### Exercise
Return word for word the lines from the one containing "of the wooden" through the final line below, including both ends.

### Records provided
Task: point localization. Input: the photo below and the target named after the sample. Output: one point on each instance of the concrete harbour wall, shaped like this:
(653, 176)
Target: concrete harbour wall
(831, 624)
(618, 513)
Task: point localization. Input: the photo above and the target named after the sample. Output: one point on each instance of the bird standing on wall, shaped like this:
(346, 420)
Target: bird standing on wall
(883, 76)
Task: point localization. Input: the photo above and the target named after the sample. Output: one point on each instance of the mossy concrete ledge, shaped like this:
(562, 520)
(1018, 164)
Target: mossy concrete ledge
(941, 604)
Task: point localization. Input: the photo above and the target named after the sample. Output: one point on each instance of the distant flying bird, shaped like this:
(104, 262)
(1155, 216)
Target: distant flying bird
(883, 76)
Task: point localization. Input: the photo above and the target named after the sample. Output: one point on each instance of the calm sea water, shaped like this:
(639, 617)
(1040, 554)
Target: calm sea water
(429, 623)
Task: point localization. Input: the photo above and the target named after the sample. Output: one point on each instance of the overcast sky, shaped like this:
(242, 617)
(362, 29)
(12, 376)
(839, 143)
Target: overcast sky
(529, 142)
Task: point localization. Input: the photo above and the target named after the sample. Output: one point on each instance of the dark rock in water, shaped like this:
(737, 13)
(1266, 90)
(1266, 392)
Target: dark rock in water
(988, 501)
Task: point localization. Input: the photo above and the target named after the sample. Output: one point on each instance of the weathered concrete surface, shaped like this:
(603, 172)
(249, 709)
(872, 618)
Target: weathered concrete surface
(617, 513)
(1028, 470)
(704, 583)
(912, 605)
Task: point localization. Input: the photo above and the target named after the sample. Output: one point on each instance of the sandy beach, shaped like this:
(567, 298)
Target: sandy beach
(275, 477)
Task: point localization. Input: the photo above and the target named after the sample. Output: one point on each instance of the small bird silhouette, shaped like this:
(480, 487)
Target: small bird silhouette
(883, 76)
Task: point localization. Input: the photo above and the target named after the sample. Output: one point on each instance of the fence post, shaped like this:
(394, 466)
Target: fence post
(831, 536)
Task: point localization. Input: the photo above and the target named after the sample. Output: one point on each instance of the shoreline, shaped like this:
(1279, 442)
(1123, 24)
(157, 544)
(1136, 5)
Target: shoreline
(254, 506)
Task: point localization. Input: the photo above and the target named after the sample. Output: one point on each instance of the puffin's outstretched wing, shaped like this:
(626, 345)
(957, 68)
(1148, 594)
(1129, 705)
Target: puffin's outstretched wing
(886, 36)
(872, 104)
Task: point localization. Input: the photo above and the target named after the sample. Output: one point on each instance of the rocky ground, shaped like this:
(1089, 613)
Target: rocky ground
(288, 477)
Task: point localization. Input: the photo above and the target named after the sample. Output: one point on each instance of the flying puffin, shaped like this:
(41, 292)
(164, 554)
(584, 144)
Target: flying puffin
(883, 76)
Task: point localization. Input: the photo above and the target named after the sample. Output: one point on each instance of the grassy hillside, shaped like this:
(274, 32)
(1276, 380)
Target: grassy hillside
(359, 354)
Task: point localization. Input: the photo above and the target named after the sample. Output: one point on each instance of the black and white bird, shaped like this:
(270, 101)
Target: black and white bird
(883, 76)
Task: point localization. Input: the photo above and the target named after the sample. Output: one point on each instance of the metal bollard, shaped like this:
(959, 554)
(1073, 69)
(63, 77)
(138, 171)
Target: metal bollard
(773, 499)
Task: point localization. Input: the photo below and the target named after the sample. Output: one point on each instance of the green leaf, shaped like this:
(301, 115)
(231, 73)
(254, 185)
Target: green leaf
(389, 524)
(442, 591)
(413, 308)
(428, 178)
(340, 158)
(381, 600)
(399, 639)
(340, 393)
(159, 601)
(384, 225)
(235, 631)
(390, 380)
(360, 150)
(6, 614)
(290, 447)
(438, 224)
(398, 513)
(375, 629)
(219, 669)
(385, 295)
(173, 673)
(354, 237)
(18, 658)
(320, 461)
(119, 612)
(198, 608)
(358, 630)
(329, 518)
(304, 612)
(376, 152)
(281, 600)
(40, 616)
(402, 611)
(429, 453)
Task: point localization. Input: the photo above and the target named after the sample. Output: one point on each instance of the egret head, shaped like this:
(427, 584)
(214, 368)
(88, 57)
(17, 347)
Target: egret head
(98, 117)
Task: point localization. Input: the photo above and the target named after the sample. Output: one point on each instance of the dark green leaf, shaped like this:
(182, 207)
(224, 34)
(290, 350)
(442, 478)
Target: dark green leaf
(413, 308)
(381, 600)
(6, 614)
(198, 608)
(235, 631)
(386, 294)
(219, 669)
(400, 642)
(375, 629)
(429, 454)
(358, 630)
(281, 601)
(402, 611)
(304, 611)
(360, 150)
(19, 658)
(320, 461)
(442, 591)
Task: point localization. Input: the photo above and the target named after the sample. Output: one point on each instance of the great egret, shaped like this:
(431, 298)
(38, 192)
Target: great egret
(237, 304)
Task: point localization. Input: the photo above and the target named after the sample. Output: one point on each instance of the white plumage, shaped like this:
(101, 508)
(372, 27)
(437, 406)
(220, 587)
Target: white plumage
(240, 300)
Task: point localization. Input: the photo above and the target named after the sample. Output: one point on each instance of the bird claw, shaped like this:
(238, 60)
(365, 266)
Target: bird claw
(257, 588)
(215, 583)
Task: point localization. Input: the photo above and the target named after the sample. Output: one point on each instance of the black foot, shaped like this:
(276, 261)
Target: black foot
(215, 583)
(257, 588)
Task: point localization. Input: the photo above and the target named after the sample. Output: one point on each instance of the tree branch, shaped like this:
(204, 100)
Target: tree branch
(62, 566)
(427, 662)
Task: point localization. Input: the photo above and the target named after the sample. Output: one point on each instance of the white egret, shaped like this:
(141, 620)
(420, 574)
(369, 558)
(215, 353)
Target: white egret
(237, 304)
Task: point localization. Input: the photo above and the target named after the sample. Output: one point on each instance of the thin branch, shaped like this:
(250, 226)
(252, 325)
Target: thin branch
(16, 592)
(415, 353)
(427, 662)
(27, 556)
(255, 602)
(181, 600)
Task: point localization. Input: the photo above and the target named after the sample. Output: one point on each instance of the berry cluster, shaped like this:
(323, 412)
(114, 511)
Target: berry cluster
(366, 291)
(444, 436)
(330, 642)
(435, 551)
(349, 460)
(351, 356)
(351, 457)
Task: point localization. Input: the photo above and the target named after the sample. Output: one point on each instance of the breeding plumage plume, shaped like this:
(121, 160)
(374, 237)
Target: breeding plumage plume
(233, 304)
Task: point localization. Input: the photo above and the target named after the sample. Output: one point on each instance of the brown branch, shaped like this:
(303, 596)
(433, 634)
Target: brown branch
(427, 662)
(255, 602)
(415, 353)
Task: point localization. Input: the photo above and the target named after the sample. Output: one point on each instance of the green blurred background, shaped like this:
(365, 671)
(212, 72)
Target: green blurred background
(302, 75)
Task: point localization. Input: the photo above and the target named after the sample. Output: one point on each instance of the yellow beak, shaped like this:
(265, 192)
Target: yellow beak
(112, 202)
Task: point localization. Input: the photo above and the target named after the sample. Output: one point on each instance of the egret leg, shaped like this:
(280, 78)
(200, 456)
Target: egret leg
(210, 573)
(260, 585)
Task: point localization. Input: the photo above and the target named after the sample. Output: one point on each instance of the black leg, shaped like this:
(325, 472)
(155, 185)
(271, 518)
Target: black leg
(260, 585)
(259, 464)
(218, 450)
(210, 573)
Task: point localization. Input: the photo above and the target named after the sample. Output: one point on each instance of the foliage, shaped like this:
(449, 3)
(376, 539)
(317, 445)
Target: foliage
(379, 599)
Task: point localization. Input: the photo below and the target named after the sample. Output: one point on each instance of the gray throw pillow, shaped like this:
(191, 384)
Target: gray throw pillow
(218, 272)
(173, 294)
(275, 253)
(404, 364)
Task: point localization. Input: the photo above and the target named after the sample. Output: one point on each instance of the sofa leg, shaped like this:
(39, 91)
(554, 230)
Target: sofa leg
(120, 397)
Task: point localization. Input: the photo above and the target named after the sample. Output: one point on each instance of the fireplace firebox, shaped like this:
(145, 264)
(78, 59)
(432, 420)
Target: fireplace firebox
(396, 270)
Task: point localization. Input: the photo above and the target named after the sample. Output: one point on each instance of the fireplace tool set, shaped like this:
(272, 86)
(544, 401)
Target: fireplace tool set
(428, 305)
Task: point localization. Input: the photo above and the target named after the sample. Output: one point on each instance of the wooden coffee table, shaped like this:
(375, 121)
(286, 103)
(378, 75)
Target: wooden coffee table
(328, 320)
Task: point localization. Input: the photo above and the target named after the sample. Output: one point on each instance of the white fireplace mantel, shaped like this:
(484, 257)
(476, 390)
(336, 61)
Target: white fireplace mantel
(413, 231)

### Full output
Task: point localization. Input: the photo above and the target named after the sample. Output: one point on each instance of the wooden coffee table, shaped like this:
(375, 121)
(286, 103)
(378, 75)
Target: wooden coffee table
(328, 320)
Task: point localization. Input: the photo above and the target named after the sample. Output: one point on each instance of the white fireplace mantel, shaped like this:
(484, 257)
(476, 390)
(336, 61)
Target: white fireplace mantel
(413, 231)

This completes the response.